DOCUMENT PASSAGE:
Start of Block

Pigeon Point, CA
I had taken a rest day at Pigeon Point for another shot at the hot tub. It had been a grey day and Fred, as tall as the lighthouse, had driven me north a few miles so I could complete the journey I had begun the day before. It was a grey, unremarkable coastal day.
At 2:30 am, a shock to the sleep of a hostel dorm room filled with placid snorers came from an excited knock on the door. The hostel manager burst in, emergency radio in hand, notifying us of a dramatic earthquake in Japan and heeding a warning that a 10-25 meter high tsunami was headed our way, with an arrival time estimated for 6 hours hence. We registered this news through collective bleary eyes. Some people left the hostel for higher ground immediately, while others filtered out into the hostel’s main sitting area.
Annie, an upbeat bike traveller from Quebec, took the opportunity to play ukelele as some of us fretted about the end of the world while others watched iPhones for breathless reports of the damage overseas. It was a new ukelele, and she knew four chords and one song, a tune called Wagon Wheel by an American country band. There was nothing special about the quality of either her playing or her singing, but the heart and joyfulness she put into playing was infectious, and soon the ragtag group of us were singing along with the chorus:
So rock me mama like a wagon wheel
Rock me mama anyway you feel
Hey mama rock me
Rock me mama like the wind and the rain
Rock me mama like a south-bound train
Hey mama rock me
At 6:30, the manager re-emerged with a sheriff’s order to evacuate the west side of the highway in anticipation of the tsunami. Fred suggested driving several hours south to the high cliffs over Big Sur to watch the enormous tsunami erupt against the rocks, but latest updates out of Hawaii suggested that the wave would be much smaller than initially expected. We made due by heading several miles south by car towards a high bluff over the sea. En route, we stopped at a popular rookery for elephant seals at Ano Nuevo, where Fred wanted to perform a humanitarian act by notifying the elephant seals of the impending wave. When we arrived, the beach was empty; clearly the seals knew what was up.
We were met at the clifftop by several surfers and other interested locals waiting to see the tsunami. We hung around for a half an hour after its expected arrival, didn’t see too much, and returned exhausted to the hostel. Annie and Joan had themselves up on the beach, and Annie was painting Joan’s head in anticipation of her upcoming brain surgery on Tuesday. Joan had come to spend a few nights at Pigeon Point, her favourite place, in anticipation of the surgery. I watched and photographed as Annie spread her love, thankful and gracious to learn so much from the company of another lovewallah. With infinite patience, Annie decorated every inch of Joan’s skull with animals, birds, lizards, and, on the back of her skull, an enormous oak tree.
I never heard what happened to Joan after her surgery, but I’m sure that her chance meeting with Annie at the hostel helped whatever was coming to pass to come to pass. Funny how strangers can come together when an earthquake hits the other side of the world.

End of Block

Saved entries
Start of Block

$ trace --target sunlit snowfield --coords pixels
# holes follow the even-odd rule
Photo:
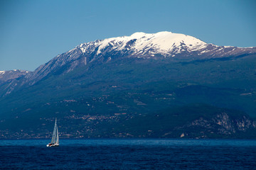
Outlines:
[[[253,169],[256,140],[0,140],[1,169]]]

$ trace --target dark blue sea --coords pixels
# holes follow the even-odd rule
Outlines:
[[[256,140],[0,140],[0,169],[256,169]]]

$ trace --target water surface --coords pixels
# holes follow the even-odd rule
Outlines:
[[[1,169],[254,169],[256,140],[0,140]]]

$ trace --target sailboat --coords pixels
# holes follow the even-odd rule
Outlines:
[[[55,118],[55,123],[54,125],[52,140],[48,143],[46,147],[58,147],[59,146],[59,137],[57,126],[57,118]]]

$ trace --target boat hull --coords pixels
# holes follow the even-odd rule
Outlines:
[[[59,146],[59,144],[48,144],[47,145],[46,145],[46,147],[58,147]]]

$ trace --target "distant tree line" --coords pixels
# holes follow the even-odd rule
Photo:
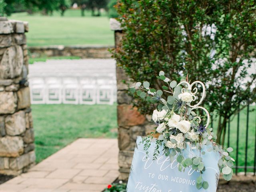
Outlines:
[[[30,14],[40,12],[43,14],[51,15],[54,11],[57,10],[63,16],[66,10],[76,4],[81,10],[82,16],[84,16],[86,10],[90,10],[93,16],[100,16],[100,9],[108,10],[108,3],[113,4],[113,0],[109,2],[110,0],[0,0],[0,15],[10,16],[12,13],[21,12]],[[110,7],[112,8],[112,6]]]

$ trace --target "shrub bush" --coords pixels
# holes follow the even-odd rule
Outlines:
[[[121,0],[117,6],[124,35],[114,57],[134,82],[154,87],[163,85],[153,80],[161,70],[171,80],[188,75],[206,84],[203,104],[221,117],[218,141],[223,144],[228,118],[240,104],[256,100],[256,5],[253,0]],[[132,96],[142,113],[155,108]]]

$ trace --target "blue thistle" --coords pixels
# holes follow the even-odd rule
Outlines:
[[[205,127],[206,126],[204,126],[202,124],[199,124],[199,125],[197,126],[197,130],[201,134],[202,134],[206,130]]]

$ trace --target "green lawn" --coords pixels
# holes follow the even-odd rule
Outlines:
[[[117,137],[116,105],[33,105],[36,162],[39,162],[76,138]],[[250,109],[256,109],[251,106]],[[256,112],[250,113],[248,165],[254,163]],[[236,159],[237,118],[230,123],[230,146]],[[240,113],[238,165],[244,163],[246,110]],[[216,123],[216,122],[214,122]],[[214,129],[216,129],[216,123]],[[226,139],[226,142],[227,139]],[[240,171],[244,171],[240,169]],[[252,171],[252,170],[249,170]]]
[[[33,105],[36,162],[79,138],[117,137],[116,105]]]
[[[106,13],[92,17],[86,12],[81,17],[80,10],[69,10],[64,17],[54,12],[52,16],[26,13],[12,14],[8,17],[28,21],[29,32],[26,34],[28,46],[52,45],[100,44],[113,46],[114,32],[109,26]]]
[[[33,64],[34,62],[38,61],[45,62],[48,59],[78,59],[80,58],[79,57],[76,56],[59,56],[58,57],[30,57],[28,60],[28,63],[30,64]]]
[[[250,106],[250,110],[254,109],[253,111],[250,112],[249,116],[248,148],[247,156],[247,166],[253,166],[254,162],[255,132],[256,131],[256,107]],[[244,109],[240,113],[239,143],[238,143],[238,165],[244,165],[245,160],[245,145],[246,141],[246,122],[247,116],[247,108]],[[236,152],[236,141],[237,133],[237,116],[230,122],[230,146],[234,149],[234,151],[231,153],[231,156],[235,160]],[[214,130],[216,130],[216,126],[218,121],[215,121],[213,123]],[[225,139],[226,145],[228,145],[228,130]],[[244,171],[244,169],[239,169],[239,171]],[[253,171],[252,170],[248,170],[247,171]]]

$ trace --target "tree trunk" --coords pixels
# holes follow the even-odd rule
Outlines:
[[[65,12],[65,10],[62,10],[61,12],[60,12],[60,15],[62,17],[64,16],[64,12]]]
[[[223,117],[222,121],[221,119],[222,117],[220,116],[217,133],[217,138],[216,141],[220,145],[223,145],[225,142],[228,118],[226,116],[224,115],[224,116]]]
[[[84,16],[84,9],[81,9],[81,14],[82,17]]]

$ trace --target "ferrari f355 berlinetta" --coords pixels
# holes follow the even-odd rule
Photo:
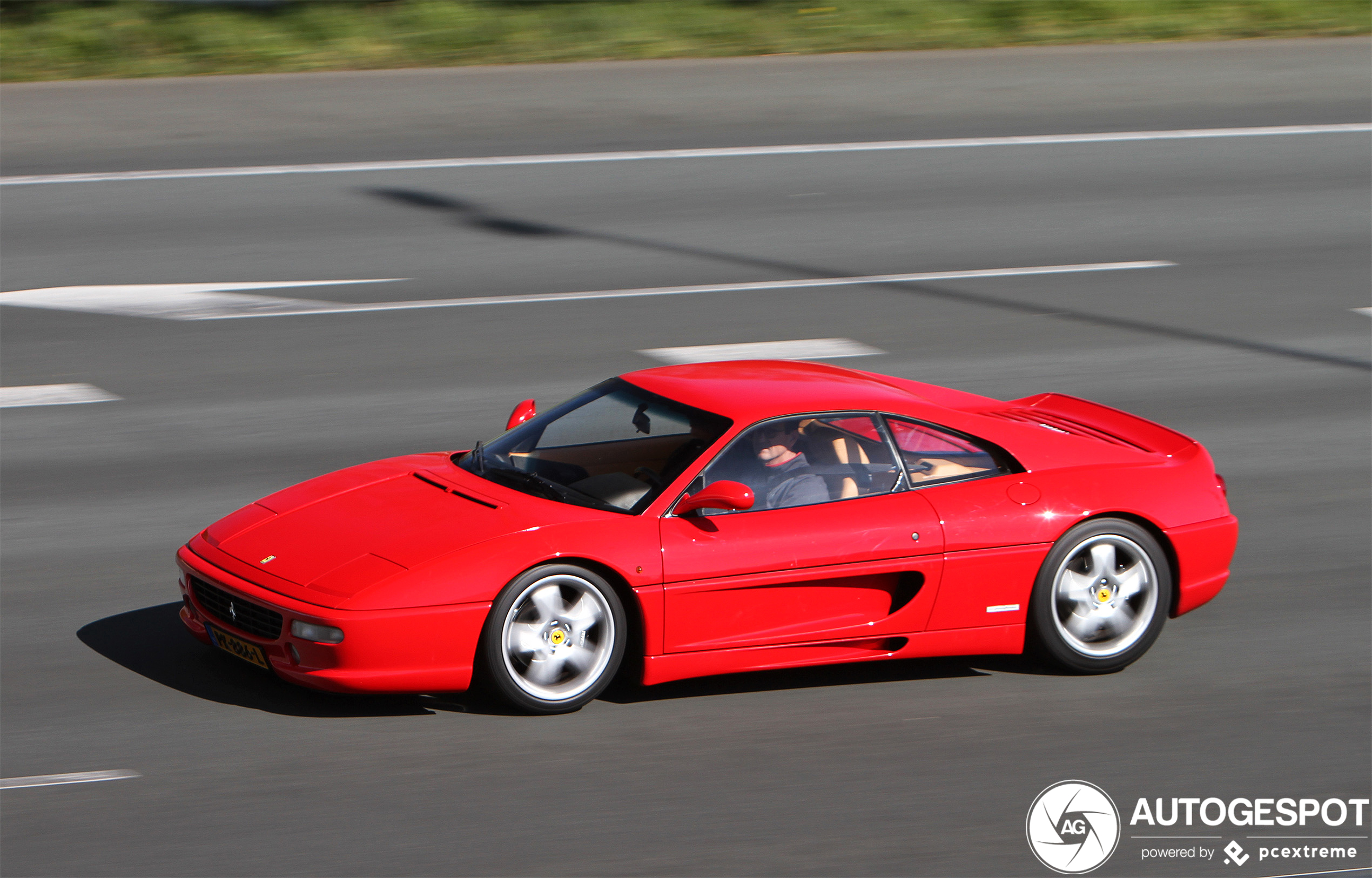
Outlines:
[[[1210,455],[1152,421],[735,361],[524,401],[475,449],[250,503],[177,562],[191,632],[287,680],[556,713],[620,672],[1118,671],[1220,591],[1236,538]]]

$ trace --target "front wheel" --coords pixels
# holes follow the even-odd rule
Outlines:
[[[602,578],[567,564],[505,586],[482,634],[487,682],[530,713],[565,713],[598,696],[624,657],[627,623]]]
[[[1073,674],[1120,671],[1158,639],[1172,571],[1158,541],[1120,519],[1084,521],[1054,545],[1029,601],[1029,639]]]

End of Block

EXERCISE 1: Write out the Pigeon Point account from "Pigeon Point, CA" up to and including "unremarkable coastal day.", substituting "sauna" for "hot tub".
EXERCISE 2: In the Pigeon Point account, what did Annie paint on the back of Joan's skull?
These entries come from a different source than the text.

RESULT 1:
Pigeon Point, CA
I had taken a rest day at Pigeon Point for another shot at the sauna. It had been a grey day and Fred, as tall as the lighthouse, had driven me north a few miles so I could complete the journey I had begun the day before. It was a grey, unremarkable coastal day.

RESULT 2: An enormous oak tree.